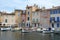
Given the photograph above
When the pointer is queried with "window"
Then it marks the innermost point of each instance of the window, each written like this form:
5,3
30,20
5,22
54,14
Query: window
18,13
33,20
6,20
28,18
59,11
57,24
52,25
53,18
36,20
28,13
57,19
27,24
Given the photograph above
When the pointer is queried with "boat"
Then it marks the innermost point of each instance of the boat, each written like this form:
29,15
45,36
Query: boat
5,29
24,31
39,30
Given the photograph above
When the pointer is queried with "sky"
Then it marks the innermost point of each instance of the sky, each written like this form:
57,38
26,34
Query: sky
11,5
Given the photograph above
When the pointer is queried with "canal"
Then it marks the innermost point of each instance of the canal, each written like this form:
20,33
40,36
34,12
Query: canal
17,35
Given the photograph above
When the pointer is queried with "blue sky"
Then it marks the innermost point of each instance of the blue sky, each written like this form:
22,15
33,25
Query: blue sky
10,5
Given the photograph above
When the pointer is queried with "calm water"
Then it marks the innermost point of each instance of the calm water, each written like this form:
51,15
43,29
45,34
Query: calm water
8,35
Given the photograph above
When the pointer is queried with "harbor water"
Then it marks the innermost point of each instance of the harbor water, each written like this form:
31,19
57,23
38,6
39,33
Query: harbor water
17,35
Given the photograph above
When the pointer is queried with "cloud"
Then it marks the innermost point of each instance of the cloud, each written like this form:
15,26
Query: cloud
10,5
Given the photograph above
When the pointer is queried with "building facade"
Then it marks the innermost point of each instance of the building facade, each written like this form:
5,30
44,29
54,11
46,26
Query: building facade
33,16
36,18
55,18
8,19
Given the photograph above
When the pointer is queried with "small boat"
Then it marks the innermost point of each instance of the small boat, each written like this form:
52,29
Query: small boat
5,29
39,30
57,32
24,31
47,31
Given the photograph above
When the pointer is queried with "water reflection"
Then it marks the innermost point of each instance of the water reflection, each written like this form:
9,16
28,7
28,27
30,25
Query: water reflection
8,35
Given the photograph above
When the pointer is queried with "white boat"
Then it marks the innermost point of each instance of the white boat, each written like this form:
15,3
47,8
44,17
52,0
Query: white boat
5,29
24,31
39,30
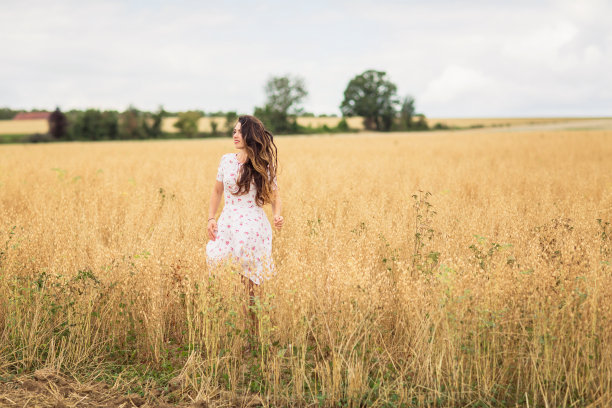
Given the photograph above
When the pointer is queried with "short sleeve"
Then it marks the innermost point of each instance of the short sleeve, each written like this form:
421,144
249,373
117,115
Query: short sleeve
220,170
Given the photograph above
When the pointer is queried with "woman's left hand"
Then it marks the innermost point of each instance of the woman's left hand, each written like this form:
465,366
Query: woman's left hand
278,221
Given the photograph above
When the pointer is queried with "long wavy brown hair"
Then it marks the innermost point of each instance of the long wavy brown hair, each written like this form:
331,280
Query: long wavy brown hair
261,164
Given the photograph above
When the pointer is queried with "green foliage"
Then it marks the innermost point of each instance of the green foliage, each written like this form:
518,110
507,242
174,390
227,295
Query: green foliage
283,97
132,124
7,113
407,112
214,127
372,96
231,117
58,124
93,124
187,123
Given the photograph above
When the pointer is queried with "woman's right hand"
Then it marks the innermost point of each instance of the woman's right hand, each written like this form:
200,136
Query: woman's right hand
212,229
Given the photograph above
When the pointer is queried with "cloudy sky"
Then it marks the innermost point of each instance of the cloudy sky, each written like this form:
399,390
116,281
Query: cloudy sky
473,58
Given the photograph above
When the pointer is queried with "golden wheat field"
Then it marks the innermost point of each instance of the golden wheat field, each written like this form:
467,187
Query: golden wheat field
438,269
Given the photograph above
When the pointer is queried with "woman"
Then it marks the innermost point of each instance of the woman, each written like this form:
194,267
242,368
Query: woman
247,180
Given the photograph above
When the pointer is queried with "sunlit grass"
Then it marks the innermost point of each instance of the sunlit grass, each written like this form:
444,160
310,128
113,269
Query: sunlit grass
437,269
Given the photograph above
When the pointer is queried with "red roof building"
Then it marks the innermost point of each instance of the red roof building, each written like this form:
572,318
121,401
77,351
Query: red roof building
32,115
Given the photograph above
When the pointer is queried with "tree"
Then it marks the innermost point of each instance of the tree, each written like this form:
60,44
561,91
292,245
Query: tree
407,112
58,124
93,125
231,117
284,95
132,124
187,123
372,96
152,123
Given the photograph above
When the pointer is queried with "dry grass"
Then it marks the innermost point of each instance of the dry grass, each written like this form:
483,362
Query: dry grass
493,290
497,122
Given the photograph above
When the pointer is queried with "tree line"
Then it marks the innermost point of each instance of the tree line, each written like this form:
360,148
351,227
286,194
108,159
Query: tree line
371,95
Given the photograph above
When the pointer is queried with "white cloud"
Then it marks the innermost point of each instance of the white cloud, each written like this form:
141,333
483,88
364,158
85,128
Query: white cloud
457,58
454,84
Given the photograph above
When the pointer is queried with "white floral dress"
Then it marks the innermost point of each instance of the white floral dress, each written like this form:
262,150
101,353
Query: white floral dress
244,233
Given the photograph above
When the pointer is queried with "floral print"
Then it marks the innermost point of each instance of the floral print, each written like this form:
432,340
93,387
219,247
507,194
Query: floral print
244,234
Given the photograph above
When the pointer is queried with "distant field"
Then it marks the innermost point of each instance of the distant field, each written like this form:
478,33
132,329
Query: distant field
23,127
204,125
493,122
26,127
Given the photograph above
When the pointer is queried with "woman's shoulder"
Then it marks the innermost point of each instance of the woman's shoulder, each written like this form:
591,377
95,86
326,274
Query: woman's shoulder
228,156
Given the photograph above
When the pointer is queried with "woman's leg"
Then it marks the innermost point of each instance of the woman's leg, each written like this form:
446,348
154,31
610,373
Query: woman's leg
250,289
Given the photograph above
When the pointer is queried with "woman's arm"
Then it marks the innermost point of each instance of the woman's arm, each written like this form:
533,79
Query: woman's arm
215,199
276,209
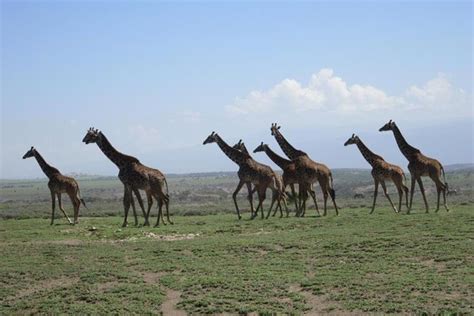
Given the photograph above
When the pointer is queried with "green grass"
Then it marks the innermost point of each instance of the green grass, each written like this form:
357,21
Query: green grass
357,262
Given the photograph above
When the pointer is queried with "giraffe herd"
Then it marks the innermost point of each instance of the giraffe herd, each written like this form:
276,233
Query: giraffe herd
298,168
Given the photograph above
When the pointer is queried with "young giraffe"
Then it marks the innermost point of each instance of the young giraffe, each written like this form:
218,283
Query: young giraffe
289,172
277,195
134,176
249,171
307,172
419,166
381,171
59,184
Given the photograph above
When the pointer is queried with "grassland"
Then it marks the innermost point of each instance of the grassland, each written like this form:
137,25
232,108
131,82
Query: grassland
211,264
386,262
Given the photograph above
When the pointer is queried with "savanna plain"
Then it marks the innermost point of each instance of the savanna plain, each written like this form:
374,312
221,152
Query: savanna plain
209,262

※

Required work: None of the pictures belongs in the answer, but all the entries must be repeated exactly.

Solution:
Given the photograph above
When the pointer is queried with "window"
Then it marks the innermost point of each instance of the window, each written like this form:
5,3
30,20
5,22
54,14
Query: window
18,13
33,20
6,20
28,18
59,11
57,24
52,25
53,18
36,20
28,13
57,19
27,24
Given the photograph above
When the pointer is queried with "boat"
Then it marks the innermost point of each instance of the boat, each written like this form:
29,15
45,36
Query: boat
5,29
24,31
39,30
Given the photograph above
When the pointer is queried with "sky"
Then it marks the innermost point of each instance of the sky, each written like this form:
57,38
26,34
Query: sky
11,5
Given the photograph above
When the pointer is queried with "canal"
Then it marks the innermost point of each instance of the canal, each written like this form:
20,33
40,36
34,12
Query: canal
17,35
Given the photograph above
When the pointer is queried with "blue sky"
Then it marks the innermost point of each instance of the blue sky, each written like this form:
22,15
33,25
Query: blue sky
10,5
Given the photograph above
When the pointer is queried with "calm water"
Then it marks the innermost point of each instance of the calm water, each written like this form:
51,15
43,29
45,34
Query: calm water
8,35
Given the photograph above
When the pointer is queried with "harbor water"
Then it marks the innermost point of each instance of the harbor water, each written like this form:
31,19
57,23
38,6
39,33
Query: harbor water
17,35
Given the photograph above
When the pointer is queried with "cloud"
Then it marks the innermost point of each instance of the cloud, each written like this form:
15,26
Query: cloud
10,5
Given the photograph above
When the pointer is queried with "building facade"
Then it marks the innermost point of each instance of the building facade, each written like this form:
5,30
44,29
54,11
46,26
Query: building facade
33,16
36,18
55,18
8,19
Given the photograph above
When the pointer is queried with "small boat"
Then it marks the innermost point of each instance of the small boat, each written like this form:
52,29
Query: small boat
5,29
39,30
57,32
24,31
47,31
Given the photograph above
When the pointer is queried with "water reflection"
Then it marks the innermost point of each instance of the water reflection, each written like this form:
9,16
28,7
28,27
30,25
Query: water reflection
8,35
Given the photograph above
When the pointer is queried with "white boat"
Then it marks the innermost point of each instance of the white boat, each written like this form:
15,3
47,8
44,17
52,0
Query: white boat
5,29
24,31
39,30
Given the photograph above
When the pointer is queried with "short sleeve"
Then it marks the innermost point of each instance of the short sleeve, each written like this form:
421,144
249,373
117,115
Query: short sleeve
220,170
Given the photograph above
When the pointer is queried with "woman's left hand"
Then it marks the innermost point of each instance of the woman's left hand, each written like this form:
465,366
Query: woman's left hand
278,221
Given the photograph above
When the pointer is queried with "long wavy brown hair"
Then it marks the innermost point of each instance of the long wavy brown hair, each written like this form:
331,280
Query: long wavy brown hair
261,164
Given the photograph above
When the pointer is queried with "green foliage"
Then it marks the innermost point of each instance of the green foliage, each written like this form:
518,110
507,242
174,390
227,295
Query: green foliage
283,97
132,124
7,113
407,112
214,127
372,96
231,117
58,124
93,124
187,123
Given the photograph above
When the pointer is queried with "woman's right hand"
Then it marks the innermost point of each instance of the woman's right hand, each written like this form:
200,136
Query: woman's right hand
212,229
Given the photograph above
When the pointer is queried with "cloudy sky"
Then it marks the innermost point of each instance of the cloudy sky, each written like this form:
399,390
116,281
Query: cloudy sky
473,58
Given the photograph above
When the pointer is queried with "golden wheat field"
Then it marks the innermost point of each instance of the golden wheat field, each written like this form:
467,187
Query: golden wheat field
438,269
Given the photograph above
When the pointer is queried with "woman"
Then it marks the innermost point of each instance of the woman, each written like this form:
194,267
242,368
Query: woman
247,180
Given the photograph above
When the pointer is queried with "sunlit grass"
Then it marks the innermost point of each instance of the sunlit grass, each written like this form:
444,160
310,128
113,269
Query: sunlit grass
437,269
Given the photograph above
When the pointer is queried with "red roof building"
Then it marks the innermost point of each instance of the red roof building, each written like this form:
572,318
121,401
77,351
Query: red roof building
32,115
Given the photograph above
When the pointer is queried with "tree"
Then it marks the innermost point of each instance of the tree, each written like this form:
60,44
561,91
292,245
Query: tree
407,112
58,124
93,125
231,117
284,95
132,124
187,123
372,96
152,123
Given the photograph above
When the pointer is queried with "dry grass"
Then it marks the innermost point of each instance of the dry grass, each written like this form:
483,362
Query: dry grass
493,290
497,122
Given the photograph above
When the pointer is queried with "tree line"
Then it marks the innermost point of each instance of the tree line, each written like this form:
360,148
351,227
286,194
108,159
Query: tree line
371,95
Given the photograph above
When the pointer is queried with "white cloud"
Then it marks the innermost point of each instance of the white cloud, each written like this form:
141,333
483,88
364,158
85,128
Query: white cloud
457,58
454,84
Given the photograph above
When the pointer is queried with "white floral dress"
Then it marks the innermost point of each instance of the white floral dress, each written like this form:
262,150
101,353
Query: white floral dress
244,233
Given the photograph above
When the pointer is queried with "floral print"
Then it marks the innermost point of each instance of the floral print, each written like this form:
432,340
93,387
219,247
507,194
Query: floral print
244,234
Given the photograph above
When the pointer is queried with "distant field"
Then it marks the innermost point of each instance of the distant field, each written like this form:
478,33
132,329
Query: distant field
23,127
204,125
493,122
26,127
Given the photograph above
When the pointer is queried with "woman's shoulder"
Then it marks the innermost point of each instance of the woman's shoulder, each written like this form:
591,377
95,86
326,274
Query: woman's shoulder
228,156
Given the photograph above
When the pointer is queried with "woman's leg"
Then it marks the innermost point of each instance of the woman's leg, each written like this form:
446,348
154,31
610,373
Query: woman's leg
250,289
Given the photograph above
When the pointer is queried with "woman's arm"
Then it marks the innermost point of each instance of the woman's arm, each written like this form:
533,79
Query: woman's arm
215,199
276,209
Given the photograph above
When the pointer is queried with "green grass"
Then it marks the innermost point of each instance of the green grass, each written like this form:
357,21
Query: green grass
357,262
Given the photograph above
When the pointer is queried with "giraffe herd"
Then it marks the innermost point of each instance of the giraffe herd, each written like this form:
276,233
Query: giraffe herd
298,168
Given the photograph above
When the pointer is queried with "young giraffe"
Then it marks the innermost point of each instance of the young giraffe, each written like this form:
218,283
Query: young giraffe
289,172
277,195
134,176
249,171
307,172
419,166
381,171
59,184
Given the photograph above
When the pointer is queried with "grassland"
Then it marks the innermost point of each instance of the grassland, each written like this form:
137,25
232,108
131,82
Query: grassland
211,264
386,262
Given the photograph above
When the pointer is queried with "savanna plain"
Then it marks the innermost point of each instance of the savanna plain, each written like this form:
374,312
221,152
Query: savanna plain
209,262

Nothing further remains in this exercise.